MATERIAL FOR THIS EXERCISE:
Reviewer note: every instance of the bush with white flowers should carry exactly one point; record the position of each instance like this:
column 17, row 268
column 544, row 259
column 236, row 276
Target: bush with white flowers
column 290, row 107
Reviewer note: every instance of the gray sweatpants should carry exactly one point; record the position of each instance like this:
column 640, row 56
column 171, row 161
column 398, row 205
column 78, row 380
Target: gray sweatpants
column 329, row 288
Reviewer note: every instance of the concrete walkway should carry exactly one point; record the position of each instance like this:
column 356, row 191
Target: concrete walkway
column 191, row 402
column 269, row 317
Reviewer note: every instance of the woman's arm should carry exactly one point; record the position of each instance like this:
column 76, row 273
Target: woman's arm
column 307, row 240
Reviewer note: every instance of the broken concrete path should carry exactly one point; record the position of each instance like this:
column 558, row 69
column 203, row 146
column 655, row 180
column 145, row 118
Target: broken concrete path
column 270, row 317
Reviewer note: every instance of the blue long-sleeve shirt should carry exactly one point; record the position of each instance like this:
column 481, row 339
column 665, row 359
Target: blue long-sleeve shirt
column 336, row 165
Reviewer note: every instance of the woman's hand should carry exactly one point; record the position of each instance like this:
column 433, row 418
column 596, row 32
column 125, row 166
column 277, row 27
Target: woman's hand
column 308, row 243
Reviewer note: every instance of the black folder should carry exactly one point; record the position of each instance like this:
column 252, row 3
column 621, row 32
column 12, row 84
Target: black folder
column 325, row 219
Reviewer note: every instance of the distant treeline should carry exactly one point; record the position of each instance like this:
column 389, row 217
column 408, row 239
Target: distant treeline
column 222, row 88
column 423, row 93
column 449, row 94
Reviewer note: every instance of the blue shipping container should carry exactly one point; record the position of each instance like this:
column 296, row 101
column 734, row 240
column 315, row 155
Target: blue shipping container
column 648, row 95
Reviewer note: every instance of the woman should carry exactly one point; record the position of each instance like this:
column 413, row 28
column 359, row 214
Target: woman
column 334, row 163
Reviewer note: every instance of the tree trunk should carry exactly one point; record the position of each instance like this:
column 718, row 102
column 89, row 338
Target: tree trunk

TASK REQUIREMENTS:
Convert every line of the items above into a JSON list of strings, with one string per line and blank lines left out.

RESULT OF THE TASK:
[
  "Reviewer note: every instance of the bush with white flowers should carry exactly one point; record the position of each instance like this:",
  "column 17, row 268",
  "column 544, row 259",
  "column 236, row 276",
  "Target: bush with white flowers",
  "column 290, row 107",
  "Reviewer note: every instance of the gray sweatpants should carry exactly one point; record the position of each instance like this:",
  "column 640, row 56",
  "column 171, row 161",
  "column 398, row 205",
  "column 78, row 380",
  "Target: gray sweatpants",
  "column 329, row 288",
  "Reviewer note: every instance of the concrete walkway should carry exactly one point; record the position of each instance like this:",
  "column 356, row 191",
  "Target: concrete walkway",
  "column 191, row 402",
  "column 269, row 317",
  "Reviewer note: every instance of the woman's arm should carry exactly one point; record the position of each instance like this:",
  "column 76, row 273",
  "Target: woman's arm",
  "column 307, row 240",
  "Reviewer note: every instance of the broken concrete path should carry exactly one point; record the position of each instance like this:",
  "column 558, row 69",
  "column 203, row 146",
  "column 655, row 180",
  "column 145, row 118",
  "Target: broken concrete path",
  "column 270, row 317",
  "Reviewer note: every instance of the blue long-sleeve shirt should carry exactly one point; record the position of each instance like this:",
  "column 481, row 339",
  "column 665, row 359",
  "Target: blue long-sleeve shirt",
  "column 336, row 165",
  "Reviewer note: every instance of the woman's hand should carry exactly one point; record the position of each instance like this:",
  "column 433, row 418",
  "column 596, row 32",
  "column 125, row 166",
  "column 277, row 27",
  "Target: woman's hand",
  "column 308, row 243",
  "Reviewer note: every instance of the black folder should carry exactly one point; record the position of each instance like this:",
  "column 252, row 3",
  "column 621, row 32",
  "column 12, row 84",
  "Target: black folder",
  "column 325, row 219",
  "Reviewer note: every instance of the distant treeline should carry exactly one point; record the position of each instance like this:",
  "column 389, row 217",
  "column 408, row 239",
  "Target: distant treeline",
  "column 222, row 88",
  "column 423, row 93",
  "column 449, row 94",
  "Reviewer note: every instance of the blue shipping container should carry exactly one point; record the position of each instance like this:",
  "column 296, row 101",
  "column 734, row 240",
  "column 315, row 155",
  "Target: blue shipping container",
  "column 648, row 95",
  "Reviewer note: every instance of the woman should carry exactly one point; record the position of each instance like this:",
  "column 413, row 28",
  "column 359, row 214",
  "Target: woman",
  "column 334, row 163",
  "Reviewer note: every instance of the tree trunk should carry exactly one point; record the position of each instance like this:",
  "column 718, row 102",
  "column 89, row 338",
  "Target: tree trunk"
]